* **THE TASK**
Rewrite the material below, replacing "every instance" with "each instance" wherever it occurs and leaving everything else unchanged.
#### INPUT FOR THIS TASK ####
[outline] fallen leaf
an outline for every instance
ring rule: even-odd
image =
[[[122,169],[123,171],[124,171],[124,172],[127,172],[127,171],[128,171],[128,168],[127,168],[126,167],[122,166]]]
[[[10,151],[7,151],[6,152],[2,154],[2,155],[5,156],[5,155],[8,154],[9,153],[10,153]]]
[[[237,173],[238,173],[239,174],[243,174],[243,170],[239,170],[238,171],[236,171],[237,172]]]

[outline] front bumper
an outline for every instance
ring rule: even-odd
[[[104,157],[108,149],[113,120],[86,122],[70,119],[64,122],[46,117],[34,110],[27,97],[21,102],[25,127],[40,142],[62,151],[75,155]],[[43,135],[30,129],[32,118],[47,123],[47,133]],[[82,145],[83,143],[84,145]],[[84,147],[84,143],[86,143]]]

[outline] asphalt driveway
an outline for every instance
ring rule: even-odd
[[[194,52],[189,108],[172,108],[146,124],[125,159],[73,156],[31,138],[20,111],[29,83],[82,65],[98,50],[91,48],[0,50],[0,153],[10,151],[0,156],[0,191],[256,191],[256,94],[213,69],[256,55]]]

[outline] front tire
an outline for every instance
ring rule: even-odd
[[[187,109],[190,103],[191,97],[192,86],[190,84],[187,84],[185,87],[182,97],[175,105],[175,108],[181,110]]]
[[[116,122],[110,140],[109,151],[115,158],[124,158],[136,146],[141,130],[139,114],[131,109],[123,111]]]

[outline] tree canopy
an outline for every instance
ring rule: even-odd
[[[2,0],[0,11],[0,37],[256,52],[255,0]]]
####
* **COMPLETED TASK**
[outline] fallen leaf
an outline for each instance
ring rule: even-odd
image =
[[[122,169],[123,171],[124,171],[124,172],[127,172],[127,171],[128,171],[128,168],[127,168],[126,167],[122,166]]]
[[[10,151],[7,151],[6,152],[2,154],[2,155],[5,156],[5,155],[8,154],[9,153],[10,153]]]
[[[237,173],[238,173],[239,174],[243,174],[243,170],[239,170],[238,171],[236,171],[237,172]]]

[outline] front bumper
an outline for each instance
ring rule: even-odd
[[[104,157],[108,149],[113,120],[86,122],[70,119],[64,122],[46,117],[34,110],[27,97],[21,102],[25,127],[40,142],[62,151],[75,155]],[[43,135],[30,129],[32,118],[47,123],[47,133]],[[82,145],[83,143],[84,145]],[[84,147],[84,143],[86,143]]]

[outline] asphalt driveway
an outline for each instance
ring rule: even-odd
[[[194,52],[189,108],[172,108],[146,124],[125,159],[73,156],[31,138],[20,111],[29,83],[82,65],[98,50],[91,48],[0,50],[0,153],[10,151],[0,156],[0,191],[256,191],[256,94],[213,69],[256,55]]]

[outline] front tire
an outline for each instance
ring rule: even-odd
[[[187,109],[190,103],[191,97],[192,86],[190,84],[187,84],[185,87],[182,97],[175,105],[175,108],[181,110]]]
[[[116,122],[110,140],[109,151],[115,158],[124,158],[136,146],[141,130],[139,114],[131,109],[123,111]]]

[outline] tree canopy
an outline for each instance
ring rule: even-odd
[[[2,0],[0,11],[0,37],[256,52],[255,0]]]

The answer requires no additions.